
Eric de Mascureau
Eric de Mascureau
Chroniqueur à BV, licence d'histoire-patrimoine, master d'histoire de l'art

Vos commentaires

17 commentaires

  1. j’espère, cher Monsieur, que vous redresserez, dans un prochain article, l’image très négative que vous donnez de ce roi soucieux de ses peuples qui, 4 ans avant sa mort, a eu le courage et la lucidité de faire un remarquable coup d’Etat, avec l’aide du chancelier de Maupeou. Malheureusement, comme vous le savez, le jeune et timide Louis XVI, mal conseillé, a immédiatement démoli ce magnifique et audacieux travail.

  2. C’est pourtant lui Louis XV qui a inventé la notion du droit à la justice pour tous et qui a crér la notion de l’aide juridictionnelle ! Mais il est vrai que c’était un homme à femme et qui fut l’amant de madame Bovary ! Hervé de Néoules !

Entrées tirées d'une collection
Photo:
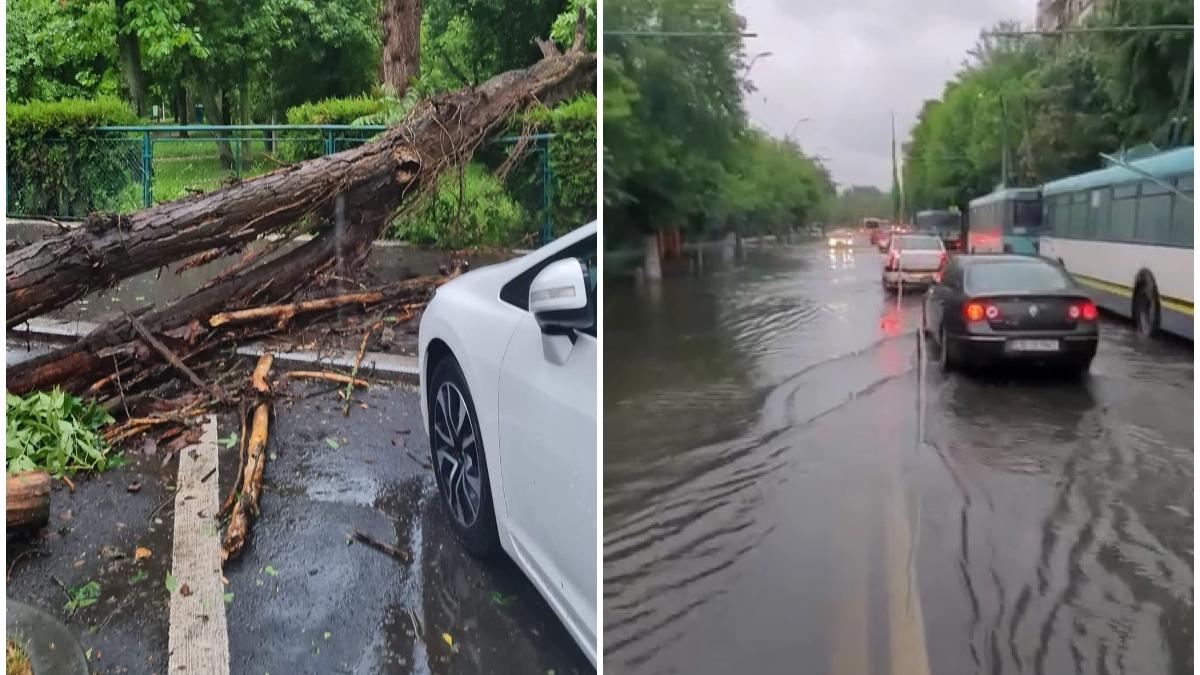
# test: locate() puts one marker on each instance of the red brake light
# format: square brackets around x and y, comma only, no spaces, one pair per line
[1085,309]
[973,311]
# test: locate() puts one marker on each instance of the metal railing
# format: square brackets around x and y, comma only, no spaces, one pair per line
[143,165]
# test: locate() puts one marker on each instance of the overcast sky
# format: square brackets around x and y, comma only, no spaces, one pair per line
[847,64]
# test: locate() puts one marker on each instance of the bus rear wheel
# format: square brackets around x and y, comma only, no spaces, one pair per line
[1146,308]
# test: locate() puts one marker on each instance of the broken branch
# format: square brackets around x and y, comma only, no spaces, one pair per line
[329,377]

==

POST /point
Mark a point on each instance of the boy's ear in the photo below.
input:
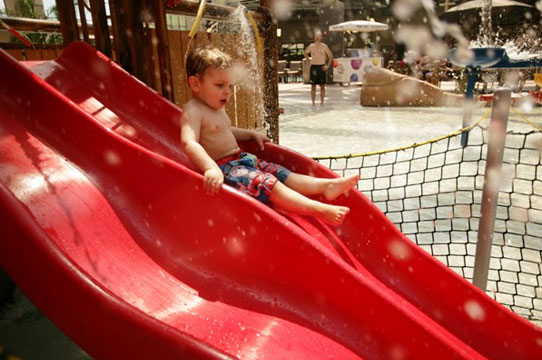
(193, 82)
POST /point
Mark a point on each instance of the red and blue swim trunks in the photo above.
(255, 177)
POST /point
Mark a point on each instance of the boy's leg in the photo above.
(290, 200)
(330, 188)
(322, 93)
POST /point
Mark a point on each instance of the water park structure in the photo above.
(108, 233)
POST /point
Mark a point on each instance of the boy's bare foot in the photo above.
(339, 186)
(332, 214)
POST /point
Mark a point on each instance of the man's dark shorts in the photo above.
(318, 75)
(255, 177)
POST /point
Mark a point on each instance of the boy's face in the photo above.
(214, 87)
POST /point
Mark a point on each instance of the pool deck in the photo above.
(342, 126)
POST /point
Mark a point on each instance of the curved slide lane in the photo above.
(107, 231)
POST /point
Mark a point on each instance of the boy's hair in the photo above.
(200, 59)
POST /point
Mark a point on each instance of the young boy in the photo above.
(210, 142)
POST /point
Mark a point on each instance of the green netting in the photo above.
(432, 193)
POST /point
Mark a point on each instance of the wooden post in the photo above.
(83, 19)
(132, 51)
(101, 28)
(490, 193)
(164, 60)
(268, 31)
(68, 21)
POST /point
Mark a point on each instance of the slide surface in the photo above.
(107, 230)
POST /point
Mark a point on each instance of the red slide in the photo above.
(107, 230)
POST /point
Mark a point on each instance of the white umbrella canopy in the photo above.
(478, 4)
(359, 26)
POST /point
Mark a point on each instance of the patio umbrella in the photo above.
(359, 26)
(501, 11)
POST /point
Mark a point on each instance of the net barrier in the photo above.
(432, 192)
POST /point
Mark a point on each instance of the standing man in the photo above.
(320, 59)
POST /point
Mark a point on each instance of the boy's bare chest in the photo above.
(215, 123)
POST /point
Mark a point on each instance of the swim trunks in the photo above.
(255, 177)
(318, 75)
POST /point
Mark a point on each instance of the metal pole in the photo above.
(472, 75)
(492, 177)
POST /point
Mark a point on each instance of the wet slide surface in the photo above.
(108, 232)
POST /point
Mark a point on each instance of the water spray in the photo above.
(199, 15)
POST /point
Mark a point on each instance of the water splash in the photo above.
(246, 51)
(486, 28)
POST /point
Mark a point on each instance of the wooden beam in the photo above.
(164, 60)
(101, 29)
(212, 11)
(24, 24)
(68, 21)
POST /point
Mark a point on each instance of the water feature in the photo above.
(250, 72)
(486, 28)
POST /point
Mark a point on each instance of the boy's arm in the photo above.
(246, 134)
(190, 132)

==

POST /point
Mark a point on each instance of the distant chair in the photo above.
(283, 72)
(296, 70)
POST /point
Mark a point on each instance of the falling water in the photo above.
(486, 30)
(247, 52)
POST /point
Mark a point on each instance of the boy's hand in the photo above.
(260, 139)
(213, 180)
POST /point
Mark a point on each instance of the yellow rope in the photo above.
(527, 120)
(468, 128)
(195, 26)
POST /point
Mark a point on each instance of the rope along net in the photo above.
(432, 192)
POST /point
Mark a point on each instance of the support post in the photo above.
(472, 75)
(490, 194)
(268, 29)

## QUESTIONS ET CONSIGNES
1) Dites si chaque affirmation est conforme à l'extrait : (a) le chroniqueur a un master d'histoire de l'art ; (b) la page compte 12 commentaires ; (c) d'après le premier commentaire, Louis XVI a poursuivi le travail du coup d'État. Répondez par oui ou non en citant les mots de l'extrait qui tranchent.
2) Résumez l'extrait en deux phrases.
Les entrées forment un ensemble à part, sans lien avec l'extrait.

## RÉPONSES PAR CONSIGNE
1)
(a) Oui : « master d'histoire de l'art ».
(b) Non : « 17 commentaires ».
(c) Non : « a immédiatement démoli ce magnifique et audacieux travail ».

2) L'extrait présente Eric de Mascureau, chroniqueur à BV, titulaire d'une licence d'histoire-patrimoine et d'un master d'histoire de l'art, et indique 17 commentaires. Un premier lecteur lui demande de redresser l'image très négative qu'il donne d'un roi qui a fait un coup d'État avec l'aide du chancelier de Maupeou, et un second affirme que Louis XV a inventé la notion du droit à la justice pour tous.